-- WORK TO BE COMPLETED --
Could you copy, word for word, everything in the cheese-selling puzzle from "OK, so moving" down to "last two steps?"?

If a seller sold half the amount and $\frac12$ a unit to each customer, and ended up selling the entire stock. How many units were sold?
Proceed backward: add half a cheese and double, four times.
$$0\to1\to3\to7\to15.$$
Working forward with $x$ amount of cheese:
having served the first customer
$$\frac x2-\frac12=\frac{x-1}2$$
having served the second customer
$$\frac{x-1}4-\frac12=\frac{x-3}{4}$$
having served the third customer
$$\frac{x-3}{8}-\frac12=\frac{x-7}8$$ having served the fourth customer
$$\frac{x-7}{16}-\frac12=\frac{x-15}{16}=0.$$
From the last step:
$$x=15.$$
I would work backwards. So the last buyer bought half a cheese plus half of what was left, and that was the end of the cheeses, meaning that if $x_4$ was the amount of cheese that was left right before the fourth buyer, we have:
$$x_4-\frac{x_4}{2}-\frac{1}{2}=0$$
From this, we can quickly get that $x_4 = 1$, i.e. there was $1$ cheese left before the last buyer.
OK, so moving on to the third buyer:
$$x_3-\frac{x_3}{2}-\frac{1}{2}=x_4=1$$
meaning that $x_3=3$, i.e there were $3$ cheeses left before the third buyer bought their cheese.
...can you take the last two steps?

-- RECORDED INFORMATION --
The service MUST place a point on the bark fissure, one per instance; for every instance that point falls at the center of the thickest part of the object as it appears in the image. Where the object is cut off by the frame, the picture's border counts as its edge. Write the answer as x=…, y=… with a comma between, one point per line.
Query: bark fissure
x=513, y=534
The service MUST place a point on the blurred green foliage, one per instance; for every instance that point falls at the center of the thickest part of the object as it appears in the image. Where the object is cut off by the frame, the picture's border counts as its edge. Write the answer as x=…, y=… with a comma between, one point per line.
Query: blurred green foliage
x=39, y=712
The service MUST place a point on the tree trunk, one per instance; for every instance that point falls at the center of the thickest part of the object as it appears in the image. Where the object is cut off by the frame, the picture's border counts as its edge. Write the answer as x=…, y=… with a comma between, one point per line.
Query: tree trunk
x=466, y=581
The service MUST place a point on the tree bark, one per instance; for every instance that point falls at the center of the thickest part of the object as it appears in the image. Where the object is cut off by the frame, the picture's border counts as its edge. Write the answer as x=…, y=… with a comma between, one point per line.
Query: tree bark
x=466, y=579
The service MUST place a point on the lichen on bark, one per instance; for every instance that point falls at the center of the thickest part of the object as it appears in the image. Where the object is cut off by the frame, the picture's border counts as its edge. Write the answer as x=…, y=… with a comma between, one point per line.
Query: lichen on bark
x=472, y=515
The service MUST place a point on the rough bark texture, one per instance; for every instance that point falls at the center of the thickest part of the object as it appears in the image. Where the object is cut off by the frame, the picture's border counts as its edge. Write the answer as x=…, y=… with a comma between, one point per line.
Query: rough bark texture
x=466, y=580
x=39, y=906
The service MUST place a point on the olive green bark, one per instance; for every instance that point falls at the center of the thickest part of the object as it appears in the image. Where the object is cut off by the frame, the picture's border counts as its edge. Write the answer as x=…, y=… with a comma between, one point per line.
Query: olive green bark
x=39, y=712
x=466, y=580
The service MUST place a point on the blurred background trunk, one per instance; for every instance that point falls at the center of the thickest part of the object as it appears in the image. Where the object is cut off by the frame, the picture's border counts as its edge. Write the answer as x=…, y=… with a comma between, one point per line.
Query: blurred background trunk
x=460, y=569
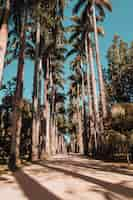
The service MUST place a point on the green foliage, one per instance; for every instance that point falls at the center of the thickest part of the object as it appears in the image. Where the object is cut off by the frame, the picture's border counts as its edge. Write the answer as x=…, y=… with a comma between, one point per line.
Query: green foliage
x=119, y=79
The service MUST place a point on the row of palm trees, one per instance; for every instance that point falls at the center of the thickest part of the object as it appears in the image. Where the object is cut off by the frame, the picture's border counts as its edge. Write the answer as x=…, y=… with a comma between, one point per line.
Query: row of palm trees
x=85, y=47
x=34, y=29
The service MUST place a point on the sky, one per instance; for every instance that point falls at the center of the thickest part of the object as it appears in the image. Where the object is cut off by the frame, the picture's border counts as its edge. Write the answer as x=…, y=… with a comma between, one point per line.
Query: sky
x=119, y=21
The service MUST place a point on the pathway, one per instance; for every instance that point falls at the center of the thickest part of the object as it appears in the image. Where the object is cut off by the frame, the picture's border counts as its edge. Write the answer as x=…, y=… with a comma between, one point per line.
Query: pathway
x=68, y=178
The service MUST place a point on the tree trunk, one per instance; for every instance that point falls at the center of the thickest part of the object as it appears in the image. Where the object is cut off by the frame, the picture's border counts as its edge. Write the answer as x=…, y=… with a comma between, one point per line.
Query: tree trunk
x=4, y=38
x=47, y=110
x=35, y=120
x=16, y=115
x=85, y=137
x=80, y=130
x=91, y=114
x=100, y=72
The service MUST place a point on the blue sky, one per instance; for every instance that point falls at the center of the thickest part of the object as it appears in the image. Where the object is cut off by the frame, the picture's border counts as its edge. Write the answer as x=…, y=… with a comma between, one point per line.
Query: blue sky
x=119, y=21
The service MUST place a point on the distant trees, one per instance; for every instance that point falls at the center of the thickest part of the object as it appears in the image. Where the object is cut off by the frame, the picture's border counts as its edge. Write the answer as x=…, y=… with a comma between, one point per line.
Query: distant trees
x=119, y=79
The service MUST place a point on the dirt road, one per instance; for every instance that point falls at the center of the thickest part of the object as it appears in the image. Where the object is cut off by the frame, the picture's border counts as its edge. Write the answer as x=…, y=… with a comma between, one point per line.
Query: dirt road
x=68, y=178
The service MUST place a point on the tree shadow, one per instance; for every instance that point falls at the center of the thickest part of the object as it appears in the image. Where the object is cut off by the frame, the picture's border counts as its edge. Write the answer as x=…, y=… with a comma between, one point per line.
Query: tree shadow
x=32, y=189
x=100, y=167
x=112, y=187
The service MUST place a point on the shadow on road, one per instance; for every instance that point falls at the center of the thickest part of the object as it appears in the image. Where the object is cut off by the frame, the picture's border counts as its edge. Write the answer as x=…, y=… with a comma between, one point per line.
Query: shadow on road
x=105, y=167
x=111, y=187
x=32, y=189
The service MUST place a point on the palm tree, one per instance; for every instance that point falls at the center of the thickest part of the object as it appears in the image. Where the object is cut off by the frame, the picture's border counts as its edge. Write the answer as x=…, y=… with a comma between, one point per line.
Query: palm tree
x=18, y=96
x=4, y=37
x=104, y=3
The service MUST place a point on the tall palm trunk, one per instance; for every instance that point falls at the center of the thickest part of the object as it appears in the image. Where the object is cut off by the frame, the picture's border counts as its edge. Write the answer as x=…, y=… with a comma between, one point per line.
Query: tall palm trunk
x=98, y=122
x=81, y=147
x=91, y=113
x=85, y=137
x=17, y=116
x=35, y=120
x=100, y=72
x=4, y=38
x=47, y=109
x=39, y=106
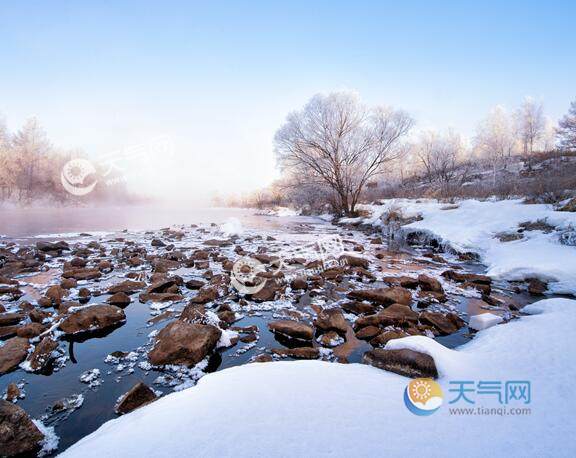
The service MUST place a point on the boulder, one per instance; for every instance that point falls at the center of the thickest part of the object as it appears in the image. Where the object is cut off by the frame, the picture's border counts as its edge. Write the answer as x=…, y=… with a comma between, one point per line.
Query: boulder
x=383, y=296
x=205, y=294
x=12, y=353
x=31, y=330
x=119, y=299
x=537, y=287
x=42, y=355
x=408, y=363
x=298, y=353
x=139, y=395
x=446, y=324
x=92, y=318
x=19, y=436
x=82, y=274
x=331, y=320
x=354, y=261
x=367, y=333
x=127, y=287
x=183, y=343
x=428, y=283
x=293, y=329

-- CORRECT RESPONSE --
OK, so moving on to the third buyer:
$$x_3-\frac{x_3}{2}-\frac{1}{2}=x_4=1$$
meaning that $x_3=3$, i.e there were $3$ cheeses left before the third buyer bought their cheese.
...can you take the last two steps?